• **Task objective**: Every entry below needs to be copied exactly.
BEGIN Stored data
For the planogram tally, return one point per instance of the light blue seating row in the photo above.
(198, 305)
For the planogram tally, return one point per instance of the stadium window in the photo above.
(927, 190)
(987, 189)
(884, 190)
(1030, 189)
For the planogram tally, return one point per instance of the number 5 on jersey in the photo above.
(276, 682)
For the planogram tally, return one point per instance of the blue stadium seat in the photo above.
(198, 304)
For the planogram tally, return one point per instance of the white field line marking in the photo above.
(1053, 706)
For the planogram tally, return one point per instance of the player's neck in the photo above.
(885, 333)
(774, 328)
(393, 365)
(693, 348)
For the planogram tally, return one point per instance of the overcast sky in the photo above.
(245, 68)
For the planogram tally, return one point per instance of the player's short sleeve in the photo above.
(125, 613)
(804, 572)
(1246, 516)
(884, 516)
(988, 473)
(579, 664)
END Stored data
• **Answer section**:
For the planogram tally, return one point per instance of the light blue seating row in the photo above.
(198, 305)
For the planogram tally, return one point per instance of the stadium window in the photo above.
(927, 190)
(987, 189)
(884, 190)
(1030, 189)
For the planogram tally, return one point per instance of the number 5 on jersey in the photo above.
(276, 682)
For the planogram tally, return one point per instance of the blue stadium seat in the photo above.
(198, 304)
For the planogram tally, return one point per instance of the white field line marking in the photo above.
(1053, 706)
For the planogram tally, return one point per instance of the player's neck in the photo above.
(885, 333)
(774, 328)
(393, 365)
(693, 348)
For the planogram tally, return one point per instance of the overcast sky in the photo above.
(245, 68)
For the planogram tally, return one point per instance of the player's short sleeve in the photo above.
(125, 613)
(804, 572)
(1246, 516)
(884, 516)
(988, 473)
(579, 664)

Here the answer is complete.